Natural language region descriptions:
Start of Block

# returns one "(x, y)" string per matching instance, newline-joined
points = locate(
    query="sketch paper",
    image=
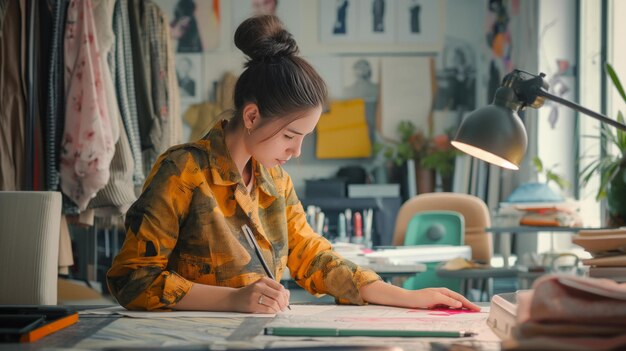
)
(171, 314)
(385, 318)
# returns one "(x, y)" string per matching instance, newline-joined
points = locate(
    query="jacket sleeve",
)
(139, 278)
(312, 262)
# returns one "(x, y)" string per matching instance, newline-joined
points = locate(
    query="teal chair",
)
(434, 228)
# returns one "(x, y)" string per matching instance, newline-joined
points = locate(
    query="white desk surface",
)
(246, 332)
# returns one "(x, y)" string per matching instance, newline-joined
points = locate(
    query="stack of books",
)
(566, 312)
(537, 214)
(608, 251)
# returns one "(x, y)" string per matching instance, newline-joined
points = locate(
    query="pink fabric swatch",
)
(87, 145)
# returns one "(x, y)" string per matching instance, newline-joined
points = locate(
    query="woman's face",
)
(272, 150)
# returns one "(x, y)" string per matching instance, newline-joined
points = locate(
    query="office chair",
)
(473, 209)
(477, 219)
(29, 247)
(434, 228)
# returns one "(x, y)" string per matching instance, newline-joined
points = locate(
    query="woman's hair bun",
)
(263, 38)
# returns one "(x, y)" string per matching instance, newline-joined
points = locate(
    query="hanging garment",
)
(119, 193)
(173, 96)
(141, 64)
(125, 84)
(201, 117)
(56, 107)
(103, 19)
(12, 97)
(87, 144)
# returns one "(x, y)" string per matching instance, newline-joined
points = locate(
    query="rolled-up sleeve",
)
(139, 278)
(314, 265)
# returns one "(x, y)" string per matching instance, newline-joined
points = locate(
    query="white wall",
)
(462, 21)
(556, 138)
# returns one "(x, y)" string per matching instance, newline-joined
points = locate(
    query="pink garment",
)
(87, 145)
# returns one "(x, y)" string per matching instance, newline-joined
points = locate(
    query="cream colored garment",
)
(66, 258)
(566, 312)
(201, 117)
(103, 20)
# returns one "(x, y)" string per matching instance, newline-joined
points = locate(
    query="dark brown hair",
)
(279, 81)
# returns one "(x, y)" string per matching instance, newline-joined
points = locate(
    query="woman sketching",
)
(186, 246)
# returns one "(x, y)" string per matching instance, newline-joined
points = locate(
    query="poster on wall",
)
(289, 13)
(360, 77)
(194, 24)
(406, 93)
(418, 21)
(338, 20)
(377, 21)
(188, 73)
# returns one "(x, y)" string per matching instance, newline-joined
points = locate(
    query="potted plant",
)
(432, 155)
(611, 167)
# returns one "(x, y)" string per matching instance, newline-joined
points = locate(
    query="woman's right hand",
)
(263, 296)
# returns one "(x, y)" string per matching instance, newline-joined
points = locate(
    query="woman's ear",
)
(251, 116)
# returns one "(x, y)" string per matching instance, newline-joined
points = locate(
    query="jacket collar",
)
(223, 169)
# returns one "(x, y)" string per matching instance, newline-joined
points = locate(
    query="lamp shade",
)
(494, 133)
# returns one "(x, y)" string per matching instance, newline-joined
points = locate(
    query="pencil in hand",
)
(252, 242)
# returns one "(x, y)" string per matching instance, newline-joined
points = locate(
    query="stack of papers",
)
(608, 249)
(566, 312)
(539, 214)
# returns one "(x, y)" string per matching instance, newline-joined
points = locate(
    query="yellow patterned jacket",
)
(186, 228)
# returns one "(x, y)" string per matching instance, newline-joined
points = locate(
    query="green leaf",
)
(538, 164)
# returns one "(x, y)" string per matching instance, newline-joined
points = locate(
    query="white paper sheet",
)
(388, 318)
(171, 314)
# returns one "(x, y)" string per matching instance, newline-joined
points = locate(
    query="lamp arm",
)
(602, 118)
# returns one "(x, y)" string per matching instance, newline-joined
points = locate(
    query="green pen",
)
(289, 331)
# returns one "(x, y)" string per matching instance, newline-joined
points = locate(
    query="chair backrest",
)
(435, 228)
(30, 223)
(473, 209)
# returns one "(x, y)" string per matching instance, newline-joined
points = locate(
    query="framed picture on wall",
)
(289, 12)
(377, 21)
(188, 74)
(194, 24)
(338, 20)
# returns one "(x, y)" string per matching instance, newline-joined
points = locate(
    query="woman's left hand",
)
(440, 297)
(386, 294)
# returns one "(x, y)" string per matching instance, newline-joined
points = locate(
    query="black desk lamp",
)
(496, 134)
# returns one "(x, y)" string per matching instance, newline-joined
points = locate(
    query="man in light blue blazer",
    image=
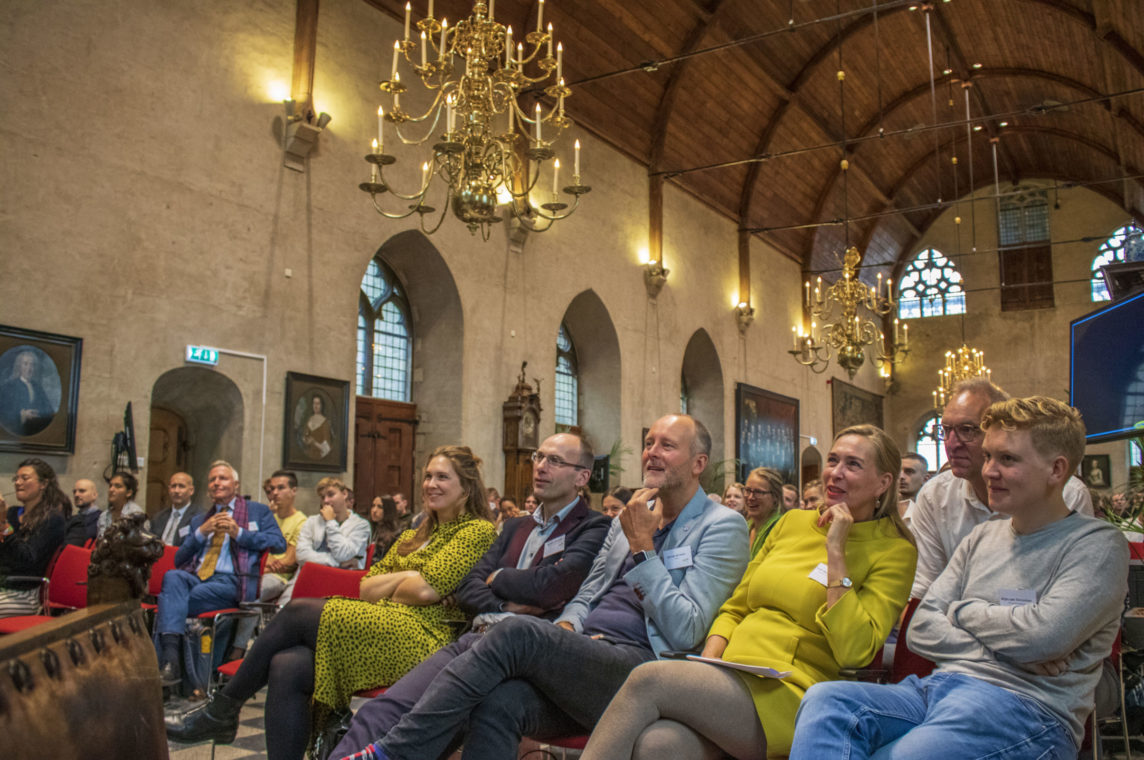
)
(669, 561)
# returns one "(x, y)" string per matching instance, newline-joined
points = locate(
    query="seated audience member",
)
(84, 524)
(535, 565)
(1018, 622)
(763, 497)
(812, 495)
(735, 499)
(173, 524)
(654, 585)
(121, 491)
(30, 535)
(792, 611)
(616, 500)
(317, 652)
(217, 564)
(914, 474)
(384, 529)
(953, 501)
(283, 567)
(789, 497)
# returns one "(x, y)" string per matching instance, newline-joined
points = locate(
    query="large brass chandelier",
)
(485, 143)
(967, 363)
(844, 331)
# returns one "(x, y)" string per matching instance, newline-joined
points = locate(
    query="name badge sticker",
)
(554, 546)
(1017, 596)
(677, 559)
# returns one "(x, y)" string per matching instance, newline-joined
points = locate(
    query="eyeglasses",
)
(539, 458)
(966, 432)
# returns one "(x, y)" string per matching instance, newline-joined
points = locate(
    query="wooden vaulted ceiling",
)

End of Block

▶ Problem description:
Bring together all lines in the records where the word "white" is found.

▶ Output of the exercise:
    query="white desk surface",
    query="white wall",
    query="white paper sheet",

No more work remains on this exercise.